### Problem to work on
The answer is every record that follows, printed exactly.

### Point localization data
=== Begin Enclosure ===

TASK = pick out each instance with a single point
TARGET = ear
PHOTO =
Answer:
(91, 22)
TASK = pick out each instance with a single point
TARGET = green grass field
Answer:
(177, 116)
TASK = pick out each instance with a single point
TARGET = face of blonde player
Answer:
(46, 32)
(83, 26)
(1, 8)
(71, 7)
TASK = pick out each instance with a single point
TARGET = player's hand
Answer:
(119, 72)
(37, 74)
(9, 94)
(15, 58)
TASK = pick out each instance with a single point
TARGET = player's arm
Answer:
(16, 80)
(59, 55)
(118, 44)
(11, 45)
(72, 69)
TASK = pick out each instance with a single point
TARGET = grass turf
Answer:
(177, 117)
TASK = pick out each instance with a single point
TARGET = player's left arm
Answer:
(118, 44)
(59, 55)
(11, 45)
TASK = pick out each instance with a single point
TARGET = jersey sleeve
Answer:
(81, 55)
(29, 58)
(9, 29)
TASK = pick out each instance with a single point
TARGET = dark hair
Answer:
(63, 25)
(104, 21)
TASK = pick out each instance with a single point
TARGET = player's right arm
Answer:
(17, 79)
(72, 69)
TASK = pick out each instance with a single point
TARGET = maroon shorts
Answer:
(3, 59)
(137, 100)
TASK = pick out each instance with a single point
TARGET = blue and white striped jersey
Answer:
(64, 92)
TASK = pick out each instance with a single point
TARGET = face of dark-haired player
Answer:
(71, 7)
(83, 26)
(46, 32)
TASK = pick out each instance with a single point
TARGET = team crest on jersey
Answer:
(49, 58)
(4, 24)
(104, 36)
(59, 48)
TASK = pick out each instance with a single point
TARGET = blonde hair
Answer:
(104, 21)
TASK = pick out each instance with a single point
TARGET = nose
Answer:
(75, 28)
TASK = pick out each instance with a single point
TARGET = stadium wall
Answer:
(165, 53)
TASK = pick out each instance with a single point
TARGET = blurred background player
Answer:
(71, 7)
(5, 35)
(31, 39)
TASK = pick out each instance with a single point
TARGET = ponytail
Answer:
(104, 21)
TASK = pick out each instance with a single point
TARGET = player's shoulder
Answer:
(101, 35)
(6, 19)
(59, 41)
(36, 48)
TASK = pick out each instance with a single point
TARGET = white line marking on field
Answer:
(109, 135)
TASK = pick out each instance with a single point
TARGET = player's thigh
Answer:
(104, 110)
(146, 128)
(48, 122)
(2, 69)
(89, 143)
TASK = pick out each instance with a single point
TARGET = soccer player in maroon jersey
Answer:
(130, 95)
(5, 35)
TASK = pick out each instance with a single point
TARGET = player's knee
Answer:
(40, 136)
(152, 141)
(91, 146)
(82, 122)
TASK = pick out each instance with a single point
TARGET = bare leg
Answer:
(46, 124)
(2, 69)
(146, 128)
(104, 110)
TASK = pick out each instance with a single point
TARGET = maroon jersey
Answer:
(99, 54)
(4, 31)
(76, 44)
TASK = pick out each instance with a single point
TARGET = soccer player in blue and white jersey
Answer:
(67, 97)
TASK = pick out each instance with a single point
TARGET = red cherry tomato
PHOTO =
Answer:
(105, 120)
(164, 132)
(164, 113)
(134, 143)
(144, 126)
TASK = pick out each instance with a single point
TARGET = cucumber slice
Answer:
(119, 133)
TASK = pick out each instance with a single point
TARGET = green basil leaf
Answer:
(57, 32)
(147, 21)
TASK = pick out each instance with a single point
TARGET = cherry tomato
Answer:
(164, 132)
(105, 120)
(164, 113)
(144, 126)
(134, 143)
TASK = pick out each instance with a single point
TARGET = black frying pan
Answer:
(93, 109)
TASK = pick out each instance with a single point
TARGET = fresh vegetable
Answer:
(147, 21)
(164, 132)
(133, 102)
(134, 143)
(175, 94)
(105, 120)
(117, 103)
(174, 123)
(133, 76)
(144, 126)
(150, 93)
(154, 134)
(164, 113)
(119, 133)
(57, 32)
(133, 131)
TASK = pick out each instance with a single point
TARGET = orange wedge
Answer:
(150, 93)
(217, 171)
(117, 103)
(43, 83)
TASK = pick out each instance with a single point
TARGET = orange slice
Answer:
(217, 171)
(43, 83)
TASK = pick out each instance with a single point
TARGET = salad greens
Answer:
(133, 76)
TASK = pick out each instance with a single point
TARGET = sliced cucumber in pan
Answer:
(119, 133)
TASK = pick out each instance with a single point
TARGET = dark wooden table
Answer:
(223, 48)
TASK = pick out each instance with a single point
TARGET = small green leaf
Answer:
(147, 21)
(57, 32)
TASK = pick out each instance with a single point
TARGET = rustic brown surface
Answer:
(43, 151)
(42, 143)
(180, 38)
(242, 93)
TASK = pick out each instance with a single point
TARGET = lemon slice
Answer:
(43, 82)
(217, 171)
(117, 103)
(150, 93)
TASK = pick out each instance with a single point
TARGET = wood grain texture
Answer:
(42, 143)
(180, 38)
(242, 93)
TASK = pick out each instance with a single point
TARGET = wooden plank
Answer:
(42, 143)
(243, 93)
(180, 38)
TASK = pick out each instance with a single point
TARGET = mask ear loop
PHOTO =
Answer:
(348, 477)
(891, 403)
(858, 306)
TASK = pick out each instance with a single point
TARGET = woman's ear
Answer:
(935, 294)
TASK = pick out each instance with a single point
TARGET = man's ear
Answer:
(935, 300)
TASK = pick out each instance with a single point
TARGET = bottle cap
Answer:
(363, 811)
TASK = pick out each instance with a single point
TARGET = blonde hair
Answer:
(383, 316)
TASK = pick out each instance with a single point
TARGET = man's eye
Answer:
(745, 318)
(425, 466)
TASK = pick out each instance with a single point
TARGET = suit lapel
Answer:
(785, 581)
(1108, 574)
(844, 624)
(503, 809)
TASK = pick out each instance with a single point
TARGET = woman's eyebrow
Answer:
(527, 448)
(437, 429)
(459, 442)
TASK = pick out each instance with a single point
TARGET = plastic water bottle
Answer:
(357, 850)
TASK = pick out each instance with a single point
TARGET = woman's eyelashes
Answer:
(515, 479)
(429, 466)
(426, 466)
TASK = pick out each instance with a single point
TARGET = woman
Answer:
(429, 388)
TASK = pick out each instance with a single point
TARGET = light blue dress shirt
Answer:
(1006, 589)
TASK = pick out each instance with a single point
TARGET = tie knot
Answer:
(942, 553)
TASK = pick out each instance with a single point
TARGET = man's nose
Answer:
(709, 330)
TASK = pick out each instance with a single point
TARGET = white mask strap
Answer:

=== End Enclosure ===

### Solution for this problem
TASK = pick out each instance with a single point
TARGET = ear
PHOTO =
Answer:
(91, 22)
TASK = pick out each instance with a single point
TARGET = green grass field
Answer:
(177, 116)
TASK = pick out each instance with a single point
TARGET = face of blonde player
Answer:
(46, 32)
(83, 26)
(1, 8)
(71, 7)
TASK = pick out each instance with a single point
TARGET = player's hand
Answer:
(119, 72)
(37, 74)
(9, 94)
(15, 58)
TASK = pick out each instance with a single point
TARGET = player's arm
Answer:
(16, 80)
(59, 55)
(118, 44)
(11, 45)
(72, 69)
TASK = pick out each instance with a single point
TARGET = grass turf
Answer:
(177, 117)
TASK = pick out each instance with a single point
TARGET = player's left arm
Answer:
(118, 44)
(59, 55)
(11, 45)
TASK = pick out each instance with a single point
TARGET = jersey sleeve
Answer:
(81, 55)
(29, 58)
(9, 29)
TASK = pick out each instance with a single point
TARGET = dark hair
Answer:
(63, 25)
(104, 21)
TASK = pick out each instance with a single point
TARGET = player's right arm
Answer:
(17, 79)
(72, 69)
TASK = pick out each instance with a single point
TARGET = maroon shorts
Answer:
(3, 59)
(137, 100)
TASK = pick out each instance with a single point
TARGET = blue and white striped jersey
Answer:
(64, 92)
TASK = pick out each instance with a single point
TARGET = face of dark-haired player
Answer:
(71, 7)
(83, 26)
(46, 32)
TASK = pick out each instance with a single point
TARGET = team crest on jersey
Answer:
(49, 58)
(4, 24)
(104, 36)
(59, 48)
TASK = pick out each instance with a single point
TARGET = blonde hair
Answer:
(104, 21)
TASK = pick out each instance with a single point
TARGET = nose
Answer:
(75, 28)
TASK = pick out each instance with a single point
TARGET = stadium wall
Answer:
(165, 53)
TASK = pick out each instance with a single point
TARGET = blurred background player
Answer:
(71, 7)
(5, 35)
(31, 39)
TASK = pick out each instance with a single point
TARGET = ponytail
Answer:
(104, 21)
TASK = pick out each instance with a single point
TARGET = player's shoulder
Answer:
(101, 35)
(6, 19)
(59, 41)
(36, 48)
TASK = pick out each instance with a single point
TARGET = white line marking on field
Answer:
(109, 135)
TASK = pick out each instance with a single point
TARGET = player's thigh
Answer:
(104, 110)
(146, 128)
(48, 122)
(2, 69)
(89, 143)
TASK = pick out each instance with a single point
TARGET = soccer player in maroon jersey
Answer:
(130, 95)
(5, 35)
TASK = pick out each instance with a single point
TARGET = player's knee
Answer:
(40, 136)
(152, 141)
(91, 146)
(82, 122)
TASK = pick out each instance with a single point
TARGET = bare leg
Answer:
(46, 124)
(2, 69)
(146, 128)
(104, 110)
TASK = pick out each instance with a single point
TARGET = maroon jersey
Answer:
(99, 54)
(4, 31)
(76, 44)
TASK = pick out each instance with a single point
TARGET = soccer player in blue and white jersey
Answer:
(67, 97)
TASK = pick out each instance with a single point
TARGET = red cherry tomato
PHOTO =
Answer:
(105, 120)
(164, 132)
(164, 113)
(134, 143)
(144, 126)
TASK = pick out each instance with a single point
TARGET = cucumber slice
Answer:
(119, 133)
TASK = pick out each instance with a single point
TARGET = green basil leaf
Answer:
(57, 32)
(147, 21)
TASK = pick out each instance with a single point
TARGET = cherry tomato
Answer:
(164, 132)
(105, 120)
(164, 113)
(144, 126)
(134, 143)
TASK = pick out each instance with a single point
TARGET = black frying pan
Answer:
(93, 109)
TASK = pick out each instance with a single point
TARGET = fresh vegetable
Answer:
(147, 21)
(164, 132)
(133, 102)
(134, 143)
(175, 94)
(105, 120)
(117, 103)
(174, 123)
(133, 76)
(144, 126)
(150, 93)
(154, 134)
(164, 113)
(119, 133)
(57, 32)
(133, 131)
TASK = pick out each instance with a single point
TARGET = orange wedge
Answer:
(150, 93)
(217, 171)
(117, 103)
(43, 83)
TASK = pick out each instance with a single point
TARGET = orange slice
Answer:
(217, 171)
(43, 83)
TASK = pick out each instance with a single point
TARGET = salad greens
Answer:
(133, 76)
TASK = pick out each instance with a single point
TARGET = sliced cucumber in pan
Answer:
(119, 133)
TASK = pick out each instance with a single point
TARGET = dark wooden table
Answer:
(223, 48)
TASK = pick out each instance with a single point
TARGET = small green leaf
Answer:
(147, 21)
(57, 32)
TASK = pick out each instance with a single point
TARGET = rustic brown surface
Answer:
(43, 151)
(42, 143)
(180, 38)
(242, 93)
TASK = pick out each instance with a single point
TARGET = lemon slice
Answer:
(43, 82)
(217, 171)
(117, 103)
(150, 93)
TASK = pick out each instance with a single point
TARGET = wood grain texture
Answer:
(42, 143)
(180, 38)
(242, 93)
TASK = pick out each instance with a single point
TARGET = wooden plank
Answer:
(42, 143)
(243, 93)
(180, 38)
TASK = pick out each instance with a single point
TARGET = mask ear loop
PHOTO =
Answer:
(348, 477)
(891, 403)
(858, 306)
TASK = pick out each instance with a single point
TARGET = woman's ear
Answer:
(935, 294)
TASK = pick out each instance with a single point
TARGET = man's ear
Answer:
(935, 300)
TASK = pick out each instance with a single point
TARGET = bottle cap
Answer:
(363, 811)
TASK = pick out each instance with a single point
TARGET = blonde hair
Answer:
(383, 316)
TASK = pick out each instance with a single point
TARGET = man's eye
Answer:
(745, 318)
(425, 466)
TASK = pick out each instance with a single point
TARGET = suit lapel
Answer:
(785, 581)
(1108, 574)
(844, 624)
(503, 809)
TASK = pick out each instance with a single point
TARGET = woman's eyebrow
Answer:
(527, 448)
(437, 429)
(459, 442)
TASK = pick out each instance with a single point
TARGET = plastic water bottle
Answer:
(357, 850)
TASK = pick out each instance with a single point
TARGET = woman's eyelashes
Answer:
(515, 479)
(429, 466)
(426, 466)
TASK = pick out each instance with a single point
TARGET = woman
Answer:
(429, 388)
TASK = pick out each instance with a single point
TARGET = light blue dress shirt
Answer:
(1006, 589)
TASK = pick out each instance with a single point
TARGET = tie knot
Answer:
(942, 553)
TASK = pick out each instance with a single point
TARGET = man's nose
Answer:
(709, 330)
TASK = pick out each instance with a single point
TARGET = white mask strap
Answer:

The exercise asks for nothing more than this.